■ **What you need to do**
Reproduce every one of the records below word for word, changing nothing.
***
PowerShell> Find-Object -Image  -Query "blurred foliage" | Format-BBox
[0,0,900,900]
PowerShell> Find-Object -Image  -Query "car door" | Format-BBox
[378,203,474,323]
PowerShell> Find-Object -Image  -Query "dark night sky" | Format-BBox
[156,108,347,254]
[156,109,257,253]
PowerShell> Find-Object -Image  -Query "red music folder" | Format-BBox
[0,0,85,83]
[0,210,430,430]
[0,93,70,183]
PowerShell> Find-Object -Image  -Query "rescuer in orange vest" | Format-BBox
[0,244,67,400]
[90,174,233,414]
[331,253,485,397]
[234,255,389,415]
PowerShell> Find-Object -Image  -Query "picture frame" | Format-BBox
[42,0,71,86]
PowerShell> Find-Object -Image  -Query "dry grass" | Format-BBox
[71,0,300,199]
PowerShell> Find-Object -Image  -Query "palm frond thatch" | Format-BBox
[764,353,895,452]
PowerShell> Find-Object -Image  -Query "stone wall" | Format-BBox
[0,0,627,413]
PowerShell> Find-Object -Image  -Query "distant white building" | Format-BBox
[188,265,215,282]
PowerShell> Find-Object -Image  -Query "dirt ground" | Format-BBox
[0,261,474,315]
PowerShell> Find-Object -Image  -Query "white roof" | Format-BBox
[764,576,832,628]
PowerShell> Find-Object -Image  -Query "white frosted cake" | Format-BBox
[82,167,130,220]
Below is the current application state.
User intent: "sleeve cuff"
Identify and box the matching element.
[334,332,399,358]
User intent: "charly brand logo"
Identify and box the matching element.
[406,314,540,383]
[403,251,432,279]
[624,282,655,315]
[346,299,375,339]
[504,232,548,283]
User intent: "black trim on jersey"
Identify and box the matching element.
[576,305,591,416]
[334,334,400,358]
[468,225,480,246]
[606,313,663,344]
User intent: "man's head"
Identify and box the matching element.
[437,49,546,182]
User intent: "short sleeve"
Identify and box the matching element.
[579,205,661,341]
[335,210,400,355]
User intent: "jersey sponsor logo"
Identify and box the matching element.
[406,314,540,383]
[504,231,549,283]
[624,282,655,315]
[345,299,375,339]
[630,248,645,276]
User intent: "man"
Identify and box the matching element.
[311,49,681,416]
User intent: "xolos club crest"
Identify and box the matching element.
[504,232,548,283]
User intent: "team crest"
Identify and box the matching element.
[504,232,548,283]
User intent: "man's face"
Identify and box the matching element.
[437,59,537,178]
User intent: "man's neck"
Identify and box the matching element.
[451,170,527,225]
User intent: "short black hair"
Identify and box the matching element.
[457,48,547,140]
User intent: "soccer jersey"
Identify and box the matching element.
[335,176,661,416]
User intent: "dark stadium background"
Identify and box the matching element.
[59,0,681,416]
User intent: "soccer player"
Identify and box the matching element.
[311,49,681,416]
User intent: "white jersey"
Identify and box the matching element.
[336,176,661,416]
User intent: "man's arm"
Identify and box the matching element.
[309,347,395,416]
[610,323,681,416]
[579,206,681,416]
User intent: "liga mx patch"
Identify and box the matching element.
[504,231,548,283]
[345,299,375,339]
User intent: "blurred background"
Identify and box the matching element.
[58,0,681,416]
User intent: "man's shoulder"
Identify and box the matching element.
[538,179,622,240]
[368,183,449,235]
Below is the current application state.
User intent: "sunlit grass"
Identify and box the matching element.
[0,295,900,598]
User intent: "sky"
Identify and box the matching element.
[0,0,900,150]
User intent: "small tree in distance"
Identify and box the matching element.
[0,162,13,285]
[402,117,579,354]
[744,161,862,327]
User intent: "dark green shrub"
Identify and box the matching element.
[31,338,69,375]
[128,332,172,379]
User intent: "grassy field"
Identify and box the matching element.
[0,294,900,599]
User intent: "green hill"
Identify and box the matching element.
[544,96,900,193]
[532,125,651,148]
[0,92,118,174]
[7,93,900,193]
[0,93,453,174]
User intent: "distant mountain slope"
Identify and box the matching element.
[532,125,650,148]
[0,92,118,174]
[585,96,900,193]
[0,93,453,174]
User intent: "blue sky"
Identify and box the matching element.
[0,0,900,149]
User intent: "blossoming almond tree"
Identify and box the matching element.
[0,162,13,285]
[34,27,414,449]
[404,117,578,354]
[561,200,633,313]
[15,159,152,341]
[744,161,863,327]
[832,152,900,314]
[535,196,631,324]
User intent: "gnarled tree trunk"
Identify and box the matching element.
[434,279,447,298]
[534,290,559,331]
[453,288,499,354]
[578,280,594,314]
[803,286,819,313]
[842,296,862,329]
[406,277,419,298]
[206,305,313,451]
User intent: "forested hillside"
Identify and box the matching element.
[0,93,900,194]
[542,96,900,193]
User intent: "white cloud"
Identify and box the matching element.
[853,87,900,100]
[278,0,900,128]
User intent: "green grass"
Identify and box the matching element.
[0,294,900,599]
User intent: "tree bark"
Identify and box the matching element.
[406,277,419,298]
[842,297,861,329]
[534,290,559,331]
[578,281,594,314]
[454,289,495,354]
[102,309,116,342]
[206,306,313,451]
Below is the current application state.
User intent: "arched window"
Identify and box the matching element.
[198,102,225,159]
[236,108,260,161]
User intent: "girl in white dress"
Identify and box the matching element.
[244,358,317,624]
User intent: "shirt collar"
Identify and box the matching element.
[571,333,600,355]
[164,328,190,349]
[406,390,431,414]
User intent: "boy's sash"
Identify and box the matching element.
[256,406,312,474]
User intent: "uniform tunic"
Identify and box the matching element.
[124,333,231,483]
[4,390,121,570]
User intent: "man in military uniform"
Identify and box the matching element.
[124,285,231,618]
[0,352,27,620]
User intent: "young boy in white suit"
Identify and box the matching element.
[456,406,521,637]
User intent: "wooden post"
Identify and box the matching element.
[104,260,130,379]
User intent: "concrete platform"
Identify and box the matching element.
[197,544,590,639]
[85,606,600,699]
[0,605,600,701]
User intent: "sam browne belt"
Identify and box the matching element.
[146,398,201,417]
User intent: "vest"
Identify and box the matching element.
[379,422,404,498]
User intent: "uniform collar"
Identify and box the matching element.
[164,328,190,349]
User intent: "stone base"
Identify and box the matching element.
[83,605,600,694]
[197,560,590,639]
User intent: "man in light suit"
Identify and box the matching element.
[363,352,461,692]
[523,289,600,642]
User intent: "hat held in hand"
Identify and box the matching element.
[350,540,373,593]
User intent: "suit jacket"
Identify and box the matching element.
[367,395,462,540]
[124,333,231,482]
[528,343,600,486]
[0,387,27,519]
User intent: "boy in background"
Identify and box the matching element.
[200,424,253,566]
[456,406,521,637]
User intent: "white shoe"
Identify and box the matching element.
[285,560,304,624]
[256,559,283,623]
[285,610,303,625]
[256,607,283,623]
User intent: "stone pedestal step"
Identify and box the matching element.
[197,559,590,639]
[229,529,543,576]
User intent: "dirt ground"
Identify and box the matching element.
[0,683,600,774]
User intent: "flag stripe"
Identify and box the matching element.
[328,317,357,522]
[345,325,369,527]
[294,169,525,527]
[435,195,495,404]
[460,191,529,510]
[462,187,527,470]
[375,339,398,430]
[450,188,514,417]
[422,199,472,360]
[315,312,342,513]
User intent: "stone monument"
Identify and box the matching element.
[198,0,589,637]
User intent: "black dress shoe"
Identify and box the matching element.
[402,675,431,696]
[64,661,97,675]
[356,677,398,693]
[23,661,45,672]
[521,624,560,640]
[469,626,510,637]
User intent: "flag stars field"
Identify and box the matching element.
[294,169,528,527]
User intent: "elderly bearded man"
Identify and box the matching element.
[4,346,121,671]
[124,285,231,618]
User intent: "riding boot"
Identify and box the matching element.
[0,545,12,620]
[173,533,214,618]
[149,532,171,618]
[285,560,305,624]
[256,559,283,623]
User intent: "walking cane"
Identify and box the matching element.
***
■ **Exercise answer**
PowerShell> Find-Object -Image  -Query "blurred foliage" | Format-BBox
[0,0,900,900]
PowerShell> Find-Object -Image  -Query "car door" | Format-BBox
[378,203,474,323]
PowerShell> Find-Object -Image  -Query "dark night sky" | Format-BBox
[156,108,347,254]
[156,109,257,253]
PowerShell> Find-Object -Image  -Query "red music folder" | Format-BBox
[0,0,85,83]
[0,210,430,430]
[0,93,70,183]
PowerShell> Find-Object -Image  -Query "rescuer in orange vest" | Format-BBox
[0,244,67,400]
[90,174,233,414]
[331,253,485,397]
[234,255,389,415]
PowerShell> Find-Object -Image  -Query "picture frame" | Format-BBox
[42,0,71,86]
PowerShell> Find-Object -Image  -Query "dry grass" | Format-BBox
[71,0,300,199]
PowerShell> Find-Object -Image  -Query "palm frond thatch" | Format-BBox
[764,353,895,452]
PowerShell> Find-Object -Image  -Query "stone wall" | Format-BBox
[0,0,627,413]
PowerShell> Find-Object -Image  -Query "distant white building" | Format-BBox
[188,265,215,282]
PowerShell> Find-Object -Image  -Query "dirt ground" | Format-BBox
[0,261,474,315]
PowerShell> Find-Object -Image  -Query "white roof" | Format-BBox
[764,576,832,628]
PowerShell> Find-Object -Image  -Query "white frosted cake" | Format-BBox
[82,167,130,220]
Below is the current application state.
User intent: "sleeve cuff"
Identify and box the matching element.
[334,332,399,358]
User intent: "charly brand logo"
Identify and box the matching element.
[406,314,540,383]
[403,251,432,279]
[624,282,655,315]
[346,299,375,339]
[504,232,548,283]
User intent: "black trim on jersey"
Identify and box the matching element.
[576,305,591,416]
[334,334,400,358]
[468,225,480,246]
[606,313,663,344]
User intent: "man's head"
Identify and box the matching element.
[437,49,546,182]
User intent: "short sleeve"
Identify and box the matching element.
[579,205,661,341]
[335,210,400,355]
User intent: "jersey sponsor logo"
Identify and box the matching element.
[406,314,540,383]
[504,231,549,283]
[624,282,655,315]
[345,299,375,339]
[630,248,645,276]
User intent: "man"
Identify and box the matching element.
[311,49,681,416]
User intent: "xolos club crest"
Identify and box the matching element.
[504,232,548,283]
User intent: "team crest"
Identify and box the matching element.
[504,232,548,283]
User intent: "man's face"
Identify and box the matching element.
[437,59,537,178]
User intent: "man's neck"
Identify and box the matching element.
[451,170,527,225]
User intent: "short black hair"
Identify and box the matching element.
[457,48,547,140]
User intent: "soccer jersey"
Identify and box the matching element.
[335,176,661,416]
User intent: "dark stadium background"
Identify and box the matching element.
[59,0,681,416]
User intent: "soccer player"
Identify and box the matching element.
[311,49,681,416]
User intent: "white jersey"
Identify and box the matching element.
[336,176,661,416]
User intent: "man's arm"
Identify and box the matching element.
[309,347,395,416]
[610,323,681,416]
[579,206,681,416]
User intent: "liga mx patch"
Identify and box the matching element.
[504,231,548,283]
[345,299,375,339]
User intent: "blurred background"
Identify and box the matching element.
[58,0,681,416]
User intent: "man's shoulder"
Identify and box the matching element.
[538,179,622,240]
[368,183,449,235]
Below is the current application state.
User intent: "sunlit grass"
Identify and box the matching element.
[0,295,900,598]
User intent: "sky"
Identify and box the matching element.
[0,0,900,150]
User intent: "small tree in distance"
Identify and box the matching element.
[0,162,13,285]
[402,117,579,354]
[744,161,862,327]
User intent: "dark green shrub"
Identify and box the matching element.
[31,338,69,375]
[128,332,172,379]
User intent: "grassy field"
Identify and box the matching element.
[0,294,900,599]
User intent: "green hill"
Identify and box the matching element.
[544,96,900,193]
[532,125,651,148]
[0,92,118,174]
[7,93,900,193]
[0,93,453,174]
User intent: "distant mountain slope"
Identify and box the matching element.
[532,125,650,148]
[0,92,118,174]
[585,96,900,193]
[0,93,453,174]
User intent: "blue sky"
Identify and box the matching element.
[0,0,900,149]
User intent: "blossoming almond tree"
Identify and box the matching element.
[0,162,13,285]
[34,27,414,449]
[404,117,578,354]
[561,200,633,313]
[15,159,152,341]
[744,161,863,327]
[832,152,900,314]
[535,196,631,324]
User intent: "gnarled tree trunk"
Identify and box the matching element.
[434,279,447,298]
[534,290,559,331]
[453,288,499,354]
[578,280,594,314]
[803,286,819,313]
[842,296,862,329]
[406,277,419,298]
[206,305,313,451]
User intent: "forested hillside"
Identify and box the matching element.
[0,93,900,194]
[542,96,900,193]
User intent: "white cloud"
Identify and box the matching element.
[853,87,900,100]
[278,0,900,128]
User intent: "green grass"
Identify and box the matching element.
[0,294,900,599]
User intent: "tree bark"
Identify and box the matching element.
[406,277,419,298]
[842,297,861,329]
[534,290,559,331]
[578,281,594,314]
[454,289,495,354]
[102,309,116,342]
[206,306,313,451]
Below is the current application state.
User intent: "arched window"
Identify and box the matching element.
[198,102,225,159]
[236,108,260,161]
User intent: "girl in white dress"
Identify and box the matching element.
[244,358,317,624]
User intent: "shirt collar"
Identify and box the matching element.
[571,333,600,355]
[164,328,190,349]
[406,390,431,414]
User intent: "boy's sash"
Identify and box the matching element.
[256,406,312,474]
User intent: "uniform tunic"
Identify and box the matching element.
[124,333,231,483]
[4,390,121,570]
User intent: "man in military uniform"
Identify and box the matching element.
[124,285,231,618]
[0,352,27,620]
User intent: "young boy in white suit"
Identify and box the matching element.
[456,406,521,637]
User intent: "wooden post"
Identify and box the matching element.
[104,260,130,379]
User intent: "concrete platform"
Identify and box the matching element.
[197,544,590,639]
[85,606,600,699]
[0,605,600,701]
User intent: "sam browne belt"
Identify and box the matching element.
[146,398,201,417]
User intent: "vest"
Identify and box the matching element.
[379,422,404,498]
User intent: "uniform collar"
Identify and box the matching element.
[164,328,190,349]
User intent: "stone base"
Identify and box the matching element.
[83,605,600,694]
[197,560,590,639]
User intent: "man in light suit"
Identify and box the matching element.
[363,352,461,692]
[523,289,600,642]
User intent: "hat held in hand"
Identify and box the matching element.
[350,540,373,593]
User intent: "suit jacket"
Identify and box the matching element.
[367,395,462,540]
[124,333,231,482]
[528,343,600,486]
[0,387,27,519]
User intent: "boy in background"
Identify and box the matching element.
[200,424,253,566]
[456,406,521,637]
User intent: "white shoe"
Identify and box the matching element.
[285,560,304,624]
[256,559,283,623]
[285,610,303,625]
[256,607,283,623]
User intent: "stone pedestal step"
Identify and box the matching element.
[197,559,590,639]
[229,529,543,576]
User intent: "dirt ground"
Identify and box the matching element.
[0,683,600,774]
User intent: "flag stripe"
Identify and box the matching element.
[328,317,357,522]
[345,325,369,527]
[294,169,525,527]
[435,195,495,404]
[460,191,529,510]
[462,187,527,470]
[375,339,398,430]
[450,188,514,417]
[422,199,472,360]
[315,312,342,513]
User intent: "stone monument"
Identify and box the matching element.
[198,0,589,637]
User intent: "black dress shoe"
Identify and box the matching element.
[402,675,431,696]
[64,661,97,675]
[356,677,398,693]
[23,661,45,672]
[521,624,560,640]
[469,626,510,637]
User intent: "flag stars field"
Identify and box the matching element.
[294,169,528,527]
User intent: "elderly bearded man"
Identify and box the matching element.
[4,346,121,671]
[124,285,231,618]
User intent: "riding boot"
Identify and box the matching element.
[0,545,12,620]
[173,533,214,618]
[149,532,171,618]
[285,560,305,624]
[256,559,283,623]
User intent: "walking cane"
Identify and box the matching element.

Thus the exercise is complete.